** Start of Provided material **
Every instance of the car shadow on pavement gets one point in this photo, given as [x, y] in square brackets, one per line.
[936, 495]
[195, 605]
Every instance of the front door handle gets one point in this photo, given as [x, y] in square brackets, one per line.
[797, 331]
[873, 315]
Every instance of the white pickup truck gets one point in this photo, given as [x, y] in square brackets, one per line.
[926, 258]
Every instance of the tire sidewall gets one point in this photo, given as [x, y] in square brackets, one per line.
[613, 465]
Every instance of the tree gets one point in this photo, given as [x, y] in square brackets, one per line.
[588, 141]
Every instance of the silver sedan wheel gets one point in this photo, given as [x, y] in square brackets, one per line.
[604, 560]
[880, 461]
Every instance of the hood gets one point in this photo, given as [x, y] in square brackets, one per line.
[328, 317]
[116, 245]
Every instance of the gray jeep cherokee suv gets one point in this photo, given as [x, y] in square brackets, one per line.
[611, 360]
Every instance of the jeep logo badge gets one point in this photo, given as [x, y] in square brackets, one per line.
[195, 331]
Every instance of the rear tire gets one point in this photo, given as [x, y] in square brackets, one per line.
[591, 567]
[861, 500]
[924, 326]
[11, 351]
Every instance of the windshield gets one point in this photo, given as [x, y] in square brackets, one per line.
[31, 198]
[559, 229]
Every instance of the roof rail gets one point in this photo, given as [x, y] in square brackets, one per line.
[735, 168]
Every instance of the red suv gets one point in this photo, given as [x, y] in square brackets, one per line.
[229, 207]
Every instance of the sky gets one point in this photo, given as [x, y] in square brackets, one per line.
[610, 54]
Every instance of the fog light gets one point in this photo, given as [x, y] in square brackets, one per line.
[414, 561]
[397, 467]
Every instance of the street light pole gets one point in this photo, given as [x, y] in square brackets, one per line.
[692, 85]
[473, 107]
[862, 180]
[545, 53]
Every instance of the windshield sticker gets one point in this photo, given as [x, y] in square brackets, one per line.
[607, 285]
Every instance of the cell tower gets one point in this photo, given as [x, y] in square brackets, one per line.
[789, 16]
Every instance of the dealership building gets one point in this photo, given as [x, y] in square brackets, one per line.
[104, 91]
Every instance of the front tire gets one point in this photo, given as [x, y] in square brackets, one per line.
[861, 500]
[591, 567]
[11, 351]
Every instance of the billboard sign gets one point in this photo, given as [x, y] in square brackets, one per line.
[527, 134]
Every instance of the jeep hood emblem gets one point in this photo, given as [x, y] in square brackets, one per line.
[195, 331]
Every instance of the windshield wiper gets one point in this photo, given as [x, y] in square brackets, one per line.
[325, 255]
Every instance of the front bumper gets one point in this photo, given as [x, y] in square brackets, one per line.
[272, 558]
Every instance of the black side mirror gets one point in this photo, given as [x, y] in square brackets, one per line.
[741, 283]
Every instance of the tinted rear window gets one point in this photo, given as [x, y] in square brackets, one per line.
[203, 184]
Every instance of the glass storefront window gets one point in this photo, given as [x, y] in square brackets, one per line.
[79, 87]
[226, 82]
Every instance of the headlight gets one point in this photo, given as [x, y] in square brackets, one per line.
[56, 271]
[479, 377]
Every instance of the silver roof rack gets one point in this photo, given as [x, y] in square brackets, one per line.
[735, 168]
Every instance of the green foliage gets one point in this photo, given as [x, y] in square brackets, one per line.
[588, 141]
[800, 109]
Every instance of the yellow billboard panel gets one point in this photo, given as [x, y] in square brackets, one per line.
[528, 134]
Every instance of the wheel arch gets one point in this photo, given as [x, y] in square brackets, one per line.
** End of Provided material **
:: Exercise ::
Set out all of the material above as a numbered list, with any blank lines left out.

:: Answer for the task ::
1. Every instance of the car shadow on pavement gets one point in this photo, given as [x, y] in square brackets, one per line.
2. [936, 495]
3. [195, 605]
4. Every instance of the front door handle gets one point in this photo, given as [x, y] in square brackets, one per line.
5. [797, 331]
6. [873, 315]
7. Every instance of the white pickup truck gets one point in this photo, given as [x, y] in square brackets, one per line.
8. [926, 258]
9. Every instance of the tire sidewall gets one point in this photo, given as [x, y] in square brackets, one per line.
10. [613, 465]
11. Every instance of the tree gets one point in this photo, given as [x, y] in square brackets, one per line.
12. [588, 141]
13. Every instance of the silver sedan wheel gets one point in this photo, given as [x, y] in square brackets, one per line.
14. [604, 560]
15. [880, 461]
16. Every instance of the hood gets one point in this photo, given as [x, y] in square brackets, one per line.
17. [328, 317]
18. [116, 245]
19. Every instance of the gray jeep cherokee suv gets one point in this photo, given as [x, y] in square brackets, one per line.
20. [611, 360]
21. Every instance of the jeep logo badge gets one point in this photo, given as [x, y] in square brackets, one per line.
22. [195, 331]
23. Every instance of the rear tire gets one point in this photo, given as [x, y] in square brackets, one per line.
24. [591, 567]
25. [861, 500]
26. [924, 326]
27. [11, 351]
28. Every instance of the windshield gets one point in this photo, given as [x, y] in square brackets, one per line.
29. [31, 198]
30. [559, 229]
31. Every instance of the roof rail gets one point in this photo, given as [x, y] in square brackets, one per line.
32. [735, 168]
33. Every instance of the red suv gets one point in this photo, given as [x, y] in square brackets, one per line.
34. [229, 207]
35. Every instance of the sky gets one point in this photo, given as [x, y] in square brackets, one per line.
36. [610, 54]
37. Every instance of the fog light gets one point in this photo, given as [x, y] in square brackets, one per line.
38. [414, 561]
39. [397, 467]
40. Every instance of the street light pole gets one point in this photo, given as [x, y] in square brackets, one per line.
41. [692, 85]
42. [473, 107]
43. [862, 180]
44. [545, 53]
45. Every instance of the windshield sticker gets one point in this photo, given as [x, y] in square brackets, one per line.
46. [607, 285]
47. Every instance of the cell tower gets one point in this photo, given as [x, y] in square brackets, one per line.
48. [789, 16]
49. Every instance of the dealership building gets one point in this photo, given as [x, y] in square brackets, one per line.
50. [104, 91]
51. Every instance of the front tire gets one point in this photo, given as [x, y] in square brackets, one per line.
52. [861, 500]
53. [591, 567]
54. [11, 351]
55. Every instance of the billboard sign gets one point in this photo, given as [x, y] in square brackets, one per line.
56. [527, 134]
57. Every instance of the jeep hood emblem gets one point in this photo, given as [x, y] in square brackets, one per line.
58. [195, 331]
59. Every instance of the windshield wiper gets one point in this photo, given as [x, y] in square brackets, one per line.
60. [325, 255]
61. Every instance of the front bumper gets one point in this photo, given as [x, y] in square brackets, one per line.
62. [272, 558]
63. Every instance of the black side mirror gets one point in this photo, given as [x, y] in square brackets, one per line.
64. [741, 283]
65. Every instance of the tinted rear window gets one point in this photo, given as [x, y] in square brackets, one per line.
66. [203, 184]
67. Every instance of the glass storefront window gets one point in this photo, given as [x, y] in square brackets, one per line.
68. [79, 87]
69. [226, 82]
70. Every instance of the headlight gets one point in this photo, given as [x, y] in square brackets, one per line.
71. [56, 271]
72. [479, 377]
73. Every instance of the silver roof rack gets one point in this photo, given as [x, y] in square brackets, one per line.
74. [735, 168]
75. Every instance of the green foliage gets one point in this photo, given as [x, y] in square brackets, one per line.
76. [588, 141]
77. [800, 109]
78. Every instance of the yellow billboard panel gets one point in this photo, given as [x, y] in square brackets, one per line.
79. [528, 134]
80. Every instance of the wheel arch gets one point in this photo, given as [x, y] in square brackets, one per line.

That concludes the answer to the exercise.